_Direction:_
Pull out the lines from the one containing "the gray upholstered" through the final line of the listing below and repeat them exactly. Leave the pictures behind.

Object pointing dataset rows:
____

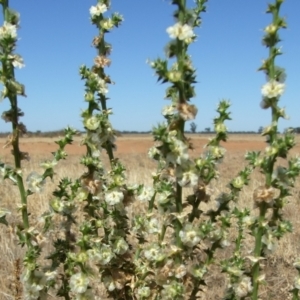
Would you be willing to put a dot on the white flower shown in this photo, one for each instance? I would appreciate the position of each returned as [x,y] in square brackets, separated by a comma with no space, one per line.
[189,178]
[48,164]
[179,154]
[144,292]
[102,256]
[92,123]
[111,284]
[146,194]
[8,31]
[101,85]
[163,197]
[189,236]
[120,246]
[79,283]
[169,110]
[50,275]
[87,295]
[35,182]
[97,10]
[182,32]
[180,271]
[272,89]
[154,253]
[153,226]
[17,61]
[114,197]
[271,29]
[243,288]
[107,24]
[153,151]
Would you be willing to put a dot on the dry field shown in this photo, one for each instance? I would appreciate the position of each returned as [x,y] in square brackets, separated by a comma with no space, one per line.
[132,151]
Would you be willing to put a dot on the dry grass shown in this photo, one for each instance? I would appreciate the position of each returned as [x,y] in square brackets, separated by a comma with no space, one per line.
[278,266]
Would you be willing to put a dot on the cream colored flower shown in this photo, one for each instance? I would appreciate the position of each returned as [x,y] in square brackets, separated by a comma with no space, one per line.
[79,283]
[182,32]
[272,89]
[97,10]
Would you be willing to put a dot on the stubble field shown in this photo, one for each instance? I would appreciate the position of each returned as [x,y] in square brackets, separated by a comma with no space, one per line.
[132,151]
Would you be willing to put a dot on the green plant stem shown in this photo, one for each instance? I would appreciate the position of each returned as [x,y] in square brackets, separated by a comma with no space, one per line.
[15,142]
[257,250]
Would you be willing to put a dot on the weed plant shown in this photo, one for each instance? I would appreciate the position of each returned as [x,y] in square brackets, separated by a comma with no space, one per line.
[168,250]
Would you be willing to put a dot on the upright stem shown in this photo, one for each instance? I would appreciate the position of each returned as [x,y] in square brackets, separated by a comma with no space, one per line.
[9,74]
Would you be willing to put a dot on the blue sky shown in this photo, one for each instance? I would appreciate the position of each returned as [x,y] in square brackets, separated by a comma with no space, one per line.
[55,39]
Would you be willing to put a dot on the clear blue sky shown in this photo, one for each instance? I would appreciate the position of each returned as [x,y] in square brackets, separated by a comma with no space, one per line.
[55,39]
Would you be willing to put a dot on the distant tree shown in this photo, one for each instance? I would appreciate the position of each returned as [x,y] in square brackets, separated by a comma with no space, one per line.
[193,127]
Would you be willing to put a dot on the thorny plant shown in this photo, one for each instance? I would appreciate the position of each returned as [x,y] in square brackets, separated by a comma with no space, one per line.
[167,251]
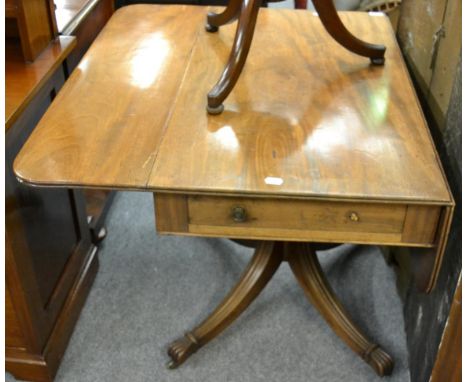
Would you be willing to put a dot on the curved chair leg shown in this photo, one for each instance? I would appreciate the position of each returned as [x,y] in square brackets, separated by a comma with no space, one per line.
[261,268]
[239,52]
[231,13]
[332,23]
[305,266]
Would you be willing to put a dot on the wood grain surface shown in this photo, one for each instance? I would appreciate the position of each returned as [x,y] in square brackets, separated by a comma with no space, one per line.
[307,118]
[105,125]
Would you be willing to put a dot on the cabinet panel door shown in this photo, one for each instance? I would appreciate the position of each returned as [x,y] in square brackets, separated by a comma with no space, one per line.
[46,229]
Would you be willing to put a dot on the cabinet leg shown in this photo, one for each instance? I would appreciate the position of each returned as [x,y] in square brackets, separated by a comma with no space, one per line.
[261,268]
[331,21]
[305,266]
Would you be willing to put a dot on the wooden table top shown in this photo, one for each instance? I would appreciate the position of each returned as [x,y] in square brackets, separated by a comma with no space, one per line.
[23,80]
[306,119]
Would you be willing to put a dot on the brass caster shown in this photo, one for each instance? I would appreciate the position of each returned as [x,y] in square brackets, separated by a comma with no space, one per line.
[215,110]
[378,61]
[211,28]
[171,365]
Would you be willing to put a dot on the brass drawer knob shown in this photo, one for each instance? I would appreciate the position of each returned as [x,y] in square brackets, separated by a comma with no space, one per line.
[239,214]
[353,216]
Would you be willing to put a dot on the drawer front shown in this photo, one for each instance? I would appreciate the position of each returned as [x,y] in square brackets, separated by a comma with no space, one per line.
[289,219]
[301,220]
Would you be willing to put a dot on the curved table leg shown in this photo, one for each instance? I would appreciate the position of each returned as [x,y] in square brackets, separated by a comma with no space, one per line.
[239,52]
[231,13]
[261,268]
[305,266]
[332,23]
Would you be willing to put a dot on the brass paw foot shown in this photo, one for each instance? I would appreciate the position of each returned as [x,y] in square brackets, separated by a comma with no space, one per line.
[214,110]
[380,361]
[181,349]
[211,28]
[378,61]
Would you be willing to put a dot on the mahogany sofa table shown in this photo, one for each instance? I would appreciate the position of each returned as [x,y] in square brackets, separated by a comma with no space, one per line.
[315,145]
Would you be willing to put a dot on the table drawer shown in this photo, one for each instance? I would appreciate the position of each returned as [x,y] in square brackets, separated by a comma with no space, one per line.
[302,220]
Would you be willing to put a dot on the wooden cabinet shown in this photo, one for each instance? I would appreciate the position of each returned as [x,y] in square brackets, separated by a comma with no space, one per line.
[84,19]
[32,22]
[50,260]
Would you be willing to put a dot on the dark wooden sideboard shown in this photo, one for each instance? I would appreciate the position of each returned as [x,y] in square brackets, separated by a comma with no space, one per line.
[51,234]
[50,260]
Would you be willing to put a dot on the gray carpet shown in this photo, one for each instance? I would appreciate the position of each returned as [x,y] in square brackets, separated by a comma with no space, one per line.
[150,289]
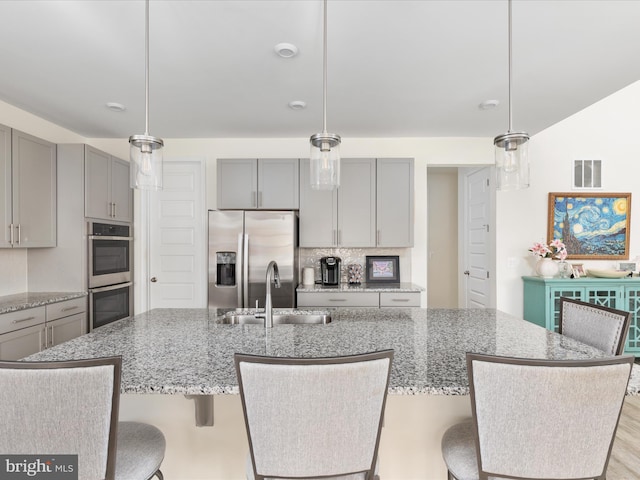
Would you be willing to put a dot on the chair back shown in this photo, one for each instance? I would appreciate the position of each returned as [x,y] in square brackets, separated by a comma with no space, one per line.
[308,418]
[541,419]
[54,408]
[601,327]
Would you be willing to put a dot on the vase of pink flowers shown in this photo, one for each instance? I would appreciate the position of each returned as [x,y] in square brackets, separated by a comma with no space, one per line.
[546,266]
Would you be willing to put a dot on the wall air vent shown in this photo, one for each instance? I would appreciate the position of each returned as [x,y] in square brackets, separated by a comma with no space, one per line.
[587,174]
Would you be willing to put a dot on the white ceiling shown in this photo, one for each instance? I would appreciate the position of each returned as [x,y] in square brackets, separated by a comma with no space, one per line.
[396,67]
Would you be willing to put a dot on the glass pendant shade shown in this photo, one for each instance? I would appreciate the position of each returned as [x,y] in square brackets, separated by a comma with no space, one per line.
[325,161]
[146,162]
[512,161]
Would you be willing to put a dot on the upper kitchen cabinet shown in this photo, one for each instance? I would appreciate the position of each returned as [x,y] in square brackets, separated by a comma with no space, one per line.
[28,176]
[373,207]
[108,195]
[394,203]
[263,184]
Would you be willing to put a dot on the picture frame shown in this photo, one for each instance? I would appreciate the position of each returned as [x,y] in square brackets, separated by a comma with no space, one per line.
[593,226]
[383,269]
[628,266]
[578,270]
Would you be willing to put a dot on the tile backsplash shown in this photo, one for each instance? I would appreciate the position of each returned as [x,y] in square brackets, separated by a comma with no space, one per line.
[310,257]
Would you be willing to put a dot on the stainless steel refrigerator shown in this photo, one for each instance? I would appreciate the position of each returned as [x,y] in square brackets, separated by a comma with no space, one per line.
[241,245]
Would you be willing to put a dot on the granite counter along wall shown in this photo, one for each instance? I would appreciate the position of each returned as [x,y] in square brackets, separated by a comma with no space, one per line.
[310,257]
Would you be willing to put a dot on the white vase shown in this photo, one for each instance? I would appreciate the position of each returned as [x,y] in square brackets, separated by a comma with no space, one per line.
[546,268]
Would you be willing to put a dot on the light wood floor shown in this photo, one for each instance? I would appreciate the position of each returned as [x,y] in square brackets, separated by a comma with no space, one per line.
[625,456]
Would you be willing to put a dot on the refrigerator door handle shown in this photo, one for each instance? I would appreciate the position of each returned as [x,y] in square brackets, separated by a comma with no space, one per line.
[245,272]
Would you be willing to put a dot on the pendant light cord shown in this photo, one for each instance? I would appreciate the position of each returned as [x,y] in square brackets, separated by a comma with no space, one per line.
[146,69]
[324,70]
[510,113]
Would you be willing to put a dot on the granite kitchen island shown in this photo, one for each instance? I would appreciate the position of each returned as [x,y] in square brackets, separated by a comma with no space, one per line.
[189,352]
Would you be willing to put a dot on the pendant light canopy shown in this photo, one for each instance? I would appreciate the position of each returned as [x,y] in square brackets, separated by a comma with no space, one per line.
[511,148]
[325,147]
[145,151]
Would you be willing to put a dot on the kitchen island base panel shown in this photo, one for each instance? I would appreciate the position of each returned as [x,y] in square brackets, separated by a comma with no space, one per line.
[219,452]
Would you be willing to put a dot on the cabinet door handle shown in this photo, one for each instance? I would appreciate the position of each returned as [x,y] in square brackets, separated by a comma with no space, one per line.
[23,320]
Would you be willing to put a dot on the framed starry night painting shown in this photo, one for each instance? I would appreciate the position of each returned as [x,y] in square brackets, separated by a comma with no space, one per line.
[593,226]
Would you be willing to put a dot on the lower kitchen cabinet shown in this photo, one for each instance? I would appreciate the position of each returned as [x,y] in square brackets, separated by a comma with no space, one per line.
[25,332]
[325,299]
[66,320]
[542,300]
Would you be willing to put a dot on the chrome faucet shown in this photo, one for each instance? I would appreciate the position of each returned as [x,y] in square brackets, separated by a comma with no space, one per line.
[272,275]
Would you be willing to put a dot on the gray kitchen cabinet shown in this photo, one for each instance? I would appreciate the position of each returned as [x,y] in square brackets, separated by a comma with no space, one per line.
[373,207]
[28,331]
[65,321]
[357,299]
[357,203]
[22,333]
[263,184]
[394,202]
[28,166]
[108,195]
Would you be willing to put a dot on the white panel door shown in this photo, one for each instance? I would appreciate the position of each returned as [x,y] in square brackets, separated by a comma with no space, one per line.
[178,264]
[477,248]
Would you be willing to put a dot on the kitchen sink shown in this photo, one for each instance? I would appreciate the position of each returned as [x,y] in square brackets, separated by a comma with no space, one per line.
[234,318]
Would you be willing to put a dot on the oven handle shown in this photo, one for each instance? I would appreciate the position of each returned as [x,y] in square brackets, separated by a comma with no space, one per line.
[102,237]
[110,287]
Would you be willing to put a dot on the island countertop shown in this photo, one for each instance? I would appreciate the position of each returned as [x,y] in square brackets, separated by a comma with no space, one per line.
[187,351]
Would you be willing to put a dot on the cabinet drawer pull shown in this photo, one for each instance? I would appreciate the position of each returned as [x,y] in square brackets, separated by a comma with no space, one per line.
[24,320]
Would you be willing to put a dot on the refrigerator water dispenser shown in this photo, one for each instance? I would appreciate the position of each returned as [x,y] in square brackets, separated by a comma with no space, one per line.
[226,268]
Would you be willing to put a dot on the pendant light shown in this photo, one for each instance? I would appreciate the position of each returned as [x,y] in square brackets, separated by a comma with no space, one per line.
[145,151]
[325,147]
[511,149]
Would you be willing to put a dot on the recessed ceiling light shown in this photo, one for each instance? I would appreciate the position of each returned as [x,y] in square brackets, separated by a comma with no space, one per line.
[116,107]
[297,105]
[286,50]
[489,104]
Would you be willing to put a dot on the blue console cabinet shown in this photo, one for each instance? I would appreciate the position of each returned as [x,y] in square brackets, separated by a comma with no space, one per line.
[542,300]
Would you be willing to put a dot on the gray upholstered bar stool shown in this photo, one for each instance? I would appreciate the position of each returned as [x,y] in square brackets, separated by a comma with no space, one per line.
[538,419]
[72,408]
[601,327]
[310,418]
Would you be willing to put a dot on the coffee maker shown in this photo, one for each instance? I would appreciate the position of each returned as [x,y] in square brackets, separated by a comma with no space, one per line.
[330,271]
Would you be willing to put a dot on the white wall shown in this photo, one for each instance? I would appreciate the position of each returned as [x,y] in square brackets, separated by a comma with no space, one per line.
[608,130]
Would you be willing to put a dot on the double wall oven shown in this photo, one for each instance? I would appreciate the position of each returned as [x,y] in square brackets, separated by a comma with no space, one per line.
[110,273]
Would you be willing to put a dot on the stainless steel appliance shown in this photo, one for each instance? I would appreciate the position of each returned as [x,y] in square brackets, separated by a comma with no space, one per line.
[111,303]
[110,250]
[110,273]
[330,270]
[241,245]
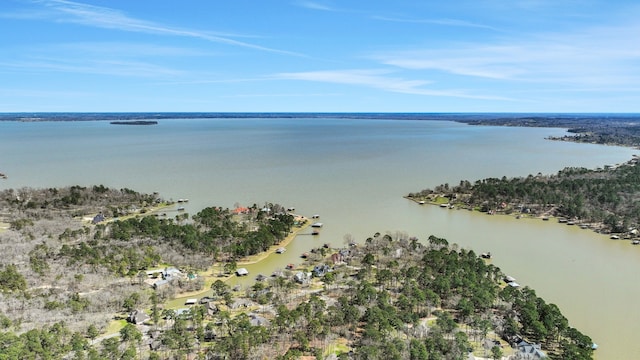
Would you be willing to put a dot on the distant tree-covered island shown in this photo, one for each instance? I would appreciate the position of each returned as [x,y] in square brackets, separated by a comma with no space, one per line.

____

_Task response:_
Would you be willing to put a dot on the gray upholstered bar stool shown in this photo, one for each instance? I would appreciate the position of each returned as [x,y] in square brackets, separated by a comma with no space, one per line.
[538,419]
[72,408]
[601,327]
[310,418]
Would you be willing to put a dot on the coffee maker shown in this photo, one for each instance? I would appreciate the position of each returned as [x,y] in square brackets, separated by a comma with no space, one per line.
[330,271]
Would you be willing to put a dot on the white wall shown in this photo, one for each instance? I would appreciate the position of each returned as [x,y] in square brackets, separated by a comma with no space, one per line.
[608,130]
Would you be willing to put a dot on the double wall oven shown in this photo, one for each instance? I would appreciate the position of each returned as [x,y] in square brackets, separated by a comma with no space, one per line.
[110,273]
Would you be willing to put a dot on the stainless steel appliance shown in this photo, one for each instance? I would appreciate the position of each returned as [x,y] in square brackets, separated by a comma with no space, one per line.
[111,303]
[110,250]
[110,273]
[330,270]
[241,245]
Would you be willing to put a dot on the distant tree-covered island shown in this photo, one for each instance? I would appreciate the position of each returned as [x,y] in square brackets, separated by a comma with no space, one per line.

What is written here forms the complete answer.